TASK REQUIREMENTS:
Write out every one of the entries below again, word for word, with nothing changed.

INPUT RECORDS:
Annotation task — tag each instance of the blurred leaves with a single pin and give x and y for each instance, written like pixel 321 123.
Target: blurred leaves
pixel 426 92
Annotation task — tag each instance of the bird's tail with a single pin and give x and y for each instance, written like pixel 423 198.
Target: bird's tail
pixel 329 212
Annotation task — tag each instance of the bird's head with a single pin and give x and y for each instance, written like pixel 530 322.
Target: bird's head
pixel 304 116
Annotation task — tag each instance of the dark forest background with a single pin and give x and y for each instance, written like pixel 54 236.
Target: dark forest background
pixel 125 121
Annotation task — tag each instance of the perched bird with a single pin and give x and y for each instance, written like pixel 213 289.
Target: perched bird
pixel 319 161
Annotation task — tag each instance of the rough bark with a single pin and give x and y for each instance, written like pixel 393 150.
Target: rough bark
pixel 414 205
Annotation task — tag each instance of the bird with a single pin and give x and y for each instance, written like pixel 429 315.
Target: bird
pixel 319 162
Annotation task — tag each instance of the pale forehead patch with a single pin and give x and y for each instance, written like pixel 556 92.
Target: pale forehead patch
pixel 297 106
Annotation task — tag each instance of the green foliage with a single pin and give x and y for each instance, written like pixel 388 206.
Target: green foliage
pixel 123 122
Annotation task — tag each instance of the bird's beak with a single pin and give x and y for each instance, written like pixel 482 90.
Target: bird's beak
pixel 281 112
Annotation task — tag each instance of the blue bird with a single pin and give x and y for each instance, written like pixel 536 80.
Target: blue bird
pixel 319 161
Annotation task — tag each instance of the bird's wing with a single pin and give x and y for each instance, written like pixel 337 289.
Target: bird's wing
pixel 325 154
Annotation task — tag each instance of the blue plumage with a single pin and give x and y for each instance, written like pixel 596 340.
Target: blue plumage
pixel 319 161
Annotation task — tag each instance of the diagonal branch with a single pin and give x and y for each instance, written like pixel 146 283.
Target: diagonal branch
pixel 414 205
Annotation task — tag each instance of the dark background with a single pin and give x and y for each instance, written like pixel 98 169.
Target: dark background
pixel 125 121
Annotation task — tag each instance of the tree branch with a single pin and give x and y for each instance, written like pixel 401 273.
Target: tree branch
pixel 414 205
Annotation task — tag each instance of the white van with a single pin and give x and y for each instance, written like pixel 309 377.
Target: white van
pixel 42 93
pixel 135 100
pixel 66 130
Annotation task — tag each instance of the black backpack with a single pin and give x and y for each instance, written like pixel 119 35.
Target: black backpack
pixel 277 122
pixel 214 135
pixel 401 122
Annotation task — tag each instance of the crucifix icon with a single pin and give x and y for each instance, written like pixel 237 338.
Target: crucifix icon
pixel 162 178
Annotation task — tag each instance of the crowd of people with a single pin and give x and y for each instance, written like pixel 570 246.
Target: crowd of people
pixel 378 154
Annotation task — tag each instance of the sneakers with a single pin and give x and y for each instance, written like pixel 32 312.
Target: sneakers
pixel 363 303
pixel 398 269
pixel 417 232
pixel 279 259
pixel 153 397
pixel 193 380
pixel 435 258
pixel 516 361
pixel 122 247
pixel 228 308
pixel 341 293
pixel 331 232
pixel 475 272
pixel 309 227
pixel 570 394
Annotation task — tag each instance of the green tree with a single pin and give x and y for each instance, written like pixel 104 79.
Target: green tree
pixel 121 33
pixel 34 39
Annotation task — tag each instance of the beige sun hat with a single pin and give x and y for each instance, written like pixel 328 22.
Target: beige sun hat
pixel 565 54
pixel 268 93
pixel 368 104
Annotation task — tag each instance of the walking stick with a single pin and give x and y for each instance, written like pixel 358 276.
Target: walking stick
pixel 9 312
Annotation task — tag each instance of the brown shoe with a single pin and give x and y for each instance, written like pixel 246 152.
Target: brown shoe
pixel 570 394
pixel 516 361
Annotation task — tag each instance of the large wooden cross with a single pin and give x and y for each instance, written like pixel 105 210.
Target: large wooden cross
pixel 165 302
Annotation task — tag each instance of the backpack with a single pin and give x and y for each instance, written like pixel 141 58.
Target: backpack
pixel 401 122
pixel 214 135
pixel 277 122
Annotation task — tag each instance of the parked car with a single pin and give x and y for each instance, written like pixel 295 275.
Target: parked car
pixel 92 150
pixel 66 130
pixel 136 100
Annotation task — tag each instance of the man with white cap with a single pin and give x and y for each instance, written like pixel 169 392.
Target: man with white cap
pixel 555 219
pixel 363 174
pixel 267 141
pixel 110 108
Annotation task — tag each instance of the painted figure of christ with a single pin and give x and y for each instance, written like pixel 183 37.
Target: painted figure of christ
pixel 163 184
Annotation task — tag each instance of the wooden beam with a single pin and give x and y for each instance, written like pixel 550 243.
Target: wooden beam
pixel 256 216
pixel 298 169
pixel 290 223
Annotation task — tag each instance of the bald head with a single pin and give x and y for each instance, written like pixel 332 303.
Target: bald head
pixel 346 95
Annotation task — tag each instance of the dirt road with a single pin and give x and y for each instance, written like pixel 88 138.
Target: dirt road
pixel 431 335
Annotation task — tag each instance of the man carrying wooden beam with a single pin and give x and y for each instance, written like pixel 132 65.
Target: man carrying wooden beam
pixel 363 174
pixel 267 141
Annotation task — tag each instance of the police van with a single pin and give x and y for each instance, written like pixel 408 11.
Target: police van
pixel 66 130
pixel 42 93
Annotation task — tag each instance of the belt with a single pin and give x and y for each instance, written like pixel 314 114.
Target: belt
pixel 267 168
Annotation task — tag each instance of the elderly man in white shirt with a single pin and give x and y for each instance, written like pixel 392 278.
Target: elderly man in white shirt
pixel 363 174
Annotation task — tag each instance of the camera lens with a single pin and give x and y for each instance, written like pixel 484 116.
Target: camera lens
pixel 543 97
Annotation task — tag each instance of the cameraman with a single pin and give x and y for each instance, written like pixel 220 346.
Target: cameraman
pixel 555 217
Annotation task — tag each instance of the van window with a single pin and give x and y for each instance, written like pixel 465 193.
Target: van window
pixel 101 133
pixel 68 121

FINISHED ANSWER:
Annotation task — tag each instance of the blurred leaves with a single pin and give x and y for each instance, written like pixel 321 123.
Target: blurred leaves
pixel 426 92
Annotation task — tag each instance of the bird's tail with a single pin and give x and y for each instance, written like pixel 423 198.
Target: bird's tail
pixel 329 212
Annotation task — tag each instance of the bird's head with a single pin and give x and y for each instance, written like pixel 530 322.
Target: bird's head
pixel 304 116
Annotation task — tag each instance of the dark forest background with a single pin and give x and y for each instance, written like pixel 54 236.
Target: dark forest background
pixel 125 121
Annotation task — tag each instance of the perched bird with a single pin and give x and y for each instance, written like pixel 213 289.
Target: perched bird
pixel 319 161
Annotation task — tag each instance of the rough bark with a single pin and give x and y for each instance, written like pixel 393 150.
Target: rough bark
pixel 414 205
Annotation task — tag each instance of the bird with a single pin and give x and y for each instance, written like pixel 429 315.
Target: bird
pixel 319 162
Annotation task — tag each instance of the pale forehead patch with a single pin and give x and y for each instance, written like pixel 556 92.
Target: pale forehead patch
pixel 297 106
Annotation task — tag each instance of the green foliage with a single pin and give x and y for each instance, written like pixel 388 206.
Target: green foliage
pixel 123 122
Annotation task — tag each instance of the bird's beak with a single pin and give x and y for each instance, written like pixel 482 90.
Target: bird's beak
pixel 281 112
Annotation task — tag each instance of the blue bird with a single pin and give x and y for each instance, written like pixel 536 80.
Target: blue bird
pixel 319 161
Annotation task — tag each instance of the bird's wing with a single pin and give x and y for each instance, written like pixel 337 289.
Target: bird's wing
pixel 325 154
Annotation task — tag each instance of the blue plumage with a single pin and give x and y for each instance, written like pixel 596 340.
Target: blue plumage
pixel 319 161
Annotation task — tag each instance of the diagonal branch with a single pin and give x and y for each instance, written like pixel 146 283.
Target: diagonal branch
pixel 414 205
Annotation task — tag each instance of the dark background with a single pin and give x and y for each instance, written like pixel 98 169.
Target: dark background
pixel 125 121
Annotation task — tag each instance of the tree branch with a single pin and give x and y for each instance, written like pixel 401 273.
Target: tree branch
pixel 414 205
Annotation task — tag each instance of the white van with a single pin and give x and y for each instance, written like pixel 309 377.
Target: white van
pixel 42 93
pixel 135 100
pixel 66 130
Annotation task — tag each instance of the black backpack with a single pin and give x and y for each instance, written like pixel 119 35.
Target: black backpack
pixel 277 122
pixel 214 135
pixel 401 122
Annotation task — tag each instance of the crucifix icon with a single pin and give x and y for each instance, written like pixel 237 338.
Target: crucifix icon
pixel 162 178
Annotation task — tag each instance of the crowd of people with a single pin and give x and y for each instance, written like pixel 570 246.
Target: crowd of people
pixel 378 154
Annotation task — tag each instance of the sneakers with a single pin and give x and y for each instance, written like pixel 32 312.
Target: sneakers
pixel 363 303
pixel 398 269
pixel 417 232
pixel 279 259
pixel 153 397
pixel 193 380
pixel 435 258
pixel 516 361
pixel 122 247
pixel 228 308
pixel 341 293
pixel 331 232
pixel 475 272
pixel 309 227
pixel 570 394
Annotation task — tag each instance of the green tree with a single pin and give x and y for each instance, written like pixel 104 79.
Target: green tree
pixel 121 33
pixel 34 39
Annotation task — tag each instance of the beige sun hat with a single pin and give x and y for each instance, written like pixel 328 22.
Target: beige sun hat
pixel 565 54
pixel 268 93
pixel 368 104
Annotation task — tag each instance of the walking stick with a single pin and give x and y for each instance, written like pixel 358 276.
Target: walking stick
pixel 9 312
Annotation task — tag each instance of the brown shoe with a single pin and give x and y for each instance, written like pixel 246 152.
Target: brown shoe
pixel 570 394
pixel 516 361
Annotation task — tag each instance of the large wooden cross with a single pin and give x and y for each instance, written like pixel 105 210.
Target: large wooden cross
pixel 165 302
Annotation task — tag each instance of the backpack with a single pin and give x and y for each instance, written like pixel 141 58.
Target: backpack
pixel 401 122
pixel 214 135
pixel 277 122
Annotation task — tag each instance of the parked car with a single pin and give x and y for each instance, written like pixel 295 275.
Target: parked car
pixel 92 150
pixel 66 130
pixel 136 100
Annotation task — tag each instance of the man with white cap with a single pin and give x and y for each instance, written like pixel 169 392.
Target: man with white cap
pixel 555 219
pixel 363 174
pixel 267 141
pixel 110 108
Annotation task — tag each instance of the painted figure of christ with a single pin and give x and y for each instance, written like pixel 183 37.
Target: painted figure of christ
pixel 163 184
Annotation task — tag each instance of the wooden beam with a single pin and give x and y for each instance, written like pixel 550 243.
Target: wooden beam
pixel 256 216
pixel 298 169
pixel 290 223
Annotation task — tag each instance of the bald head with a single pin and give x and y for each instance, written like pixel 332 303.
Target: bald head
pixel 346 95
Annotation task — tag each instance of the dirt road with a single pin and give x and y for each instance, written like pixel 88 138.
Target: dirt road
pixel 431 335
Annotation task — tag each instance of the man carrying wooden beam with a single pin and give x and y for each instance, written like pixel 132 65.
Target: man carrying wooden beam
pixel 363 174
pixel 267 141
Annotation task — tag each instance of the police van with a single pin and give x and y for each instance, written like pixel 408 11.
Target: police van
pixel 66 130
pixel 42 93
Annotation task — tag each instance of the belt with a single pin and give x and y for each instance, written like pixel 314 114.
Target: belt
pixel 267 168
Annotation task — tag each instance of the elderly man in white shirt with a single pin and give x and y for each instance, written like pixel 392 278.
Target: elderly man in white shirt
pixel 363 174
Annotation task — tag each instance of the camera lens with a single pin and give x and y for each instance, written like pixel 484 116.
Target: camera lens
pixel 543 97
Annotation task — tag each instance of the cameraman with a single pin and give x and y for each instance, written like pixel 220 346.
Target: cameraman
pixel 555 217
Annotation task — tag each instance of the van window with a single pin and give x and y for each instance, written like pixel 465 193.
Target: van window
pixel 101 133
pixel 68 121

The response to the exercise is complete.